**What you should do:** Rewrite the rows below, changing "pavement" to "sidewalk" and leaving everything else untouched.

**Data section:**
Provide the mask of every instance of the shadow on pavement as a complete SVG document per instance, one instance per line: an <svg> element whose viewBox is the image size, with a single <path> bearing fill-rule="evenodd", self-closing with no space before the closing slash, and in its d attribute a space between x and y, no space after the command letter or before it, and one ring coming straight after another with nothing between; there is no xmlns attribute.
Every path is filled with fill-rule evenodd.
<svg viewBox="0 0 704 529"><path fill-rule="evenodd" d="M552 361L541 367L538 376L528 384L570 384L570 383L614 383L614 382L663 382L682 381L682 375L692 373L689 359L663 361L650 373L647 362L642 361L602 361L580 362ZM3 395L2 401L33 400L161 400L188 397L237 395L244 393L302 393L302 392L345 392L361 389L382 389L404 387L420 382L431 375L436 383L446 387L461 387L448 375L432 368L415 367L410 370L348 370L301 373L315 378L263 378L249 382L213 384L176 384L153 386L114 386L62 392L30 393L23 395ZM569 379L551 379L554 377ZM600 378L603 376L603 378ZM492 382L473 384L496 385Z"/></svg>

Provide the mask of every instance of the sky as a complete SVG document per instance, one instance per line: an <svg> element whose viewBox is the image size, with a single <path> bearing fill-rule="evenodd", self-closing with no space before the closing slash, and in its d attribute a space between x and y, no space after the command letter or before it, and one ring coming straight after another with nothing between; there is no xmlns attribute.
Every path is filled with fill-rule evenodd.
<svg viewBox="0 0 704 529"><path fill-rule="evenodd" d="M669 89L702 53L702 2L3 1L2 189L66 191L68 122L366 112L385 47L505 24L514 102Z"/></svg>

**Answer for this exercise:**
Provide the mask of every instance of the shadow on sidewalk as a complete SVG document per instance, one instance per line: an <svg> element whose viewBox is the image size, with a single <path> bearing fill-rule="evenodd", self-closing with no space before the closing slash, and in its d attribute a space between x and y, no space after the command letter or before it, and one ring coming straight after another with nothing between; there is no xmlns attribute.
Every path is filled with fill-rule evenodd.
<svg viewBox="0 0 704 529"><path fill-rule="evenodd" d="M552 361L541 367L538 376L528 384L570 384L570 383L614 383L614 382L663 382L682 381L682 375L692 373L689 359L663 361L650 373L647 362L642 361L602 361L580 362ZM3 395L2 401L33 400L161 400L188 397L237 395L244 393L302 393L302 392L345 392L361 389L382 389L404 387L420 382L431 375L436 383L446 387L461 387L448 375L432 368L415 367L410 370L348 370L301 373L315 378L263 378L249 382L213 384L176 384L153 386L114 386L62 392L30 393L23 395ZM569 379L551 379L554 377ZM600 378L603 376L603 378ZM492 382L473 384L496 385Z"/></svg>

Provide the mask of every instance of the sky as a complete SVG document per instance, one instance per line: an <svg> element whose viewBox is the image size, with a single <path> bearing fill-rule="evenodd", self-closing with no space before the closing slash, and in its d attribute a space between x and y, no space after the command letter or before it, and one ring coming straight after another with nothing between; there is no xmlns attribute.
Every path is filled with fill-rule evenodd.
<svg viewBox="0 0 704 529"><path fill-rule="evenodd" d="M669 89L702 53L702 2L3 1L2 189L66 191L68 122L366 112L385 47L505 24L514 102Z"/></svg>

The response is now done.